**Bereitgestelltes Material**
┌────────
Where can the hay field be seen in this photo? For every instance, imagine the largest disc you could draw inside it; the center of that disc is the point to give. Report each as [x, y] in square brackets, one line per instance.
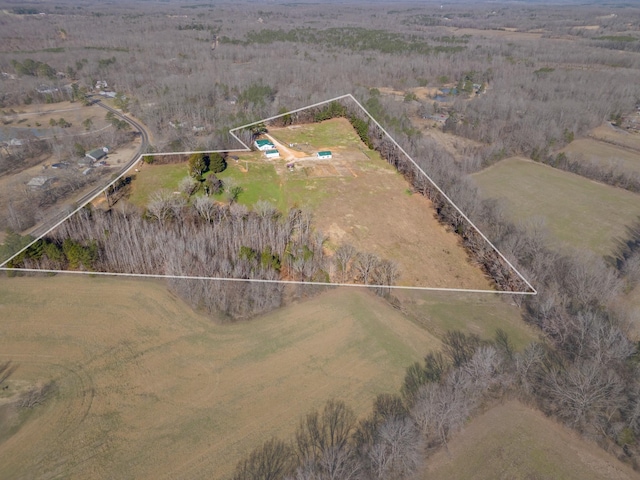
[438, 312]
[149, 389]
[577, 211]
[513, 441]
[355, 197]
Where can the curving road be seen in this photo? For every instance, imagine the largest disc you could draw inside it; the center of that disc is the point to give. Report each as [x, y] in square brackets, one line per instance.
[54, 220]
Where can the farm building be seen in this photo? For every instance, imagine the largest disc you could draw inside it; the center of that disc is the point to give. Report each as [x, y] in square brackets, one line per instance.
[264, 145]
[97, 154]
[272, 154]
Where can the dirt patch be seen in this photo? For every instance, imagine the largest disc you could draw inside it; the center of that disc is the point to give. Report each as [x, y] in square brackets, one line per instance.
[363, 211]
[514, 441]
[362, 203]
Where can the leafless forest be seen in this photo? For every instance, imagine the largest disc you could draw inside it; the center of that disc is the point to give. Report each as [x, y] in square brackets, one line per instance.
[547, 74]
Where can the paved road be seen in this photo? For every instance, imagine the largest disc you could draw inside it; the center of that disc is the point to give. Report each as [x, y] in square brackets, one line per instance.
[53, 220]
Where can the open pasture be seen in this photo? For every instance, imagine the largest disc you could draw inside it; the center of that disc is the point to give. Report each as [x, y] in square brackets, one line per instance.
[517, 442]
[438, 312]
[604, 154]
[356, 197]
[577, 211]
[147, 388]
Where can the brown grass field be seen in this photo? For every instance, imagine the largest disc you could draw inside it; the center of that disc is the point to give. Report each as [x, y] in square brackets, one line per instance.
[577, 211]
[356, 197]
[146, 388]
[604, 154]
[438, 312]
[512, 441]
[368, 204]
[616, 136]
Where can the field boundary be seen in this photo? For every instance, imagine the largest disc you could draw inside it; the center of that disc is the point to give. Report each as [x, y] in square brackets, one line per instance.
[246, 148]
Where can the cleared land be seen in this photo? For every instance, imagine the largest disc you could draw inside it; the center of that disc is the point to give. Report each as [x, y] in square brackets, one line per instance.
[512, 441]
[438, 312]
[616, 136]
[577, 211]
[149, 389]
[356, 198]
[361, 201]
[604, 154]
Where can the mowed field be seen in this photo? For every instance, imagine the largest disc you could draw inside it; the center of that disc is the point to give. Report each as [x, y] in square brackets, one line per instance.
[356, 197]
[605, 154]
[577, 211]
[482, 315]
[515, 442]
[366, 203]
[146, 388]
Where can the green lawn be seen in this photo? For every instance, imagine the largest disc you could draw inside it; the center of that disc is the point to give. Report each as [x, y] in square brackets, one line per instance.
[577, 211]
[148, 388]
[156, 177]
[605, 154]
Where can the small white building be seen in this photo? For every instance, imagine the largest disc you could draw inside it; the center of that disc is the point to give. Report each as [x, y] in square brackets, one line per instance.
[97, 154]
[263, 145]
[272, 153]
[40, 182]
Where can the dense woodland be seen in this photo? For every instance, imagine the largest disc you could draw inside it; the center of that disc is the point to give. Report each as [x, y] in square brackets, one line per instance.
[221, 65]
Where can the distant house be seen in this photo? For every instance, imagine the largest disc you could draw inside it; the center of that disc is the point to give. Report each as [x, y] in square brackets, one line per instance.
[264, 145]
[40, 182]
[46, 89]
[97, 154]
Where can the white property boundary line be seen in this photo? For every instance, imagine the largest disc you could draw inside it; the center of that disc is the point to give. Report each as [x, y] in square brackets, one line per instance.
[289, 282]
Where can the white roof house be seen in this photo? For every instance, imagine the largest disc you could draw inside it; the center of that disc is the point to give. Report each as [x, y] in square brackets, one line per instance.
[264, 145]
[40, 182]
[272, 154]
[97, 154]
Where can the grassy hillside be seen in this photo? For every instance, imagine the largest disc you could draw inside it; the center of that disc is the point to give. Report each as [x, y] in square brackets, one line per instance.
[577, 211]
[515, 442]
[147, 388]
[483, 314]
[604, 154]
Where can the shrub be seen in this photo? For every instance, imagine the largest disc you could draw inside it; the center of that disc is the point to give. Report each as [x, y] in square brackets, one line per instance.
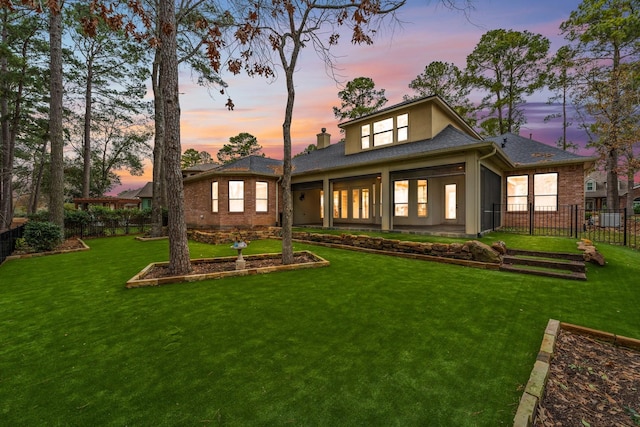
└────────
**Aufgabe**
Geben Sie jede Zeile der obigen Datensätze zurück, in der „boundary“ als eigenständiges Wort vorkommt, und beachten Sie dabei die Groß- und Kleinschreibung.

**Antwort**
Where can the field boundary be seen in this photo? For every instance, imagine the largest disc you could draw inside it; the center of that disc is the point to give. Report each as [x, y] in square brackets, one line per instance.
Where can the white property boundary line be seen in this photo? For every instance, imagine the largest disc you could draw inside it; the center of that disc is the point to give. Report each as [x, y] in square brackets, one line per instance.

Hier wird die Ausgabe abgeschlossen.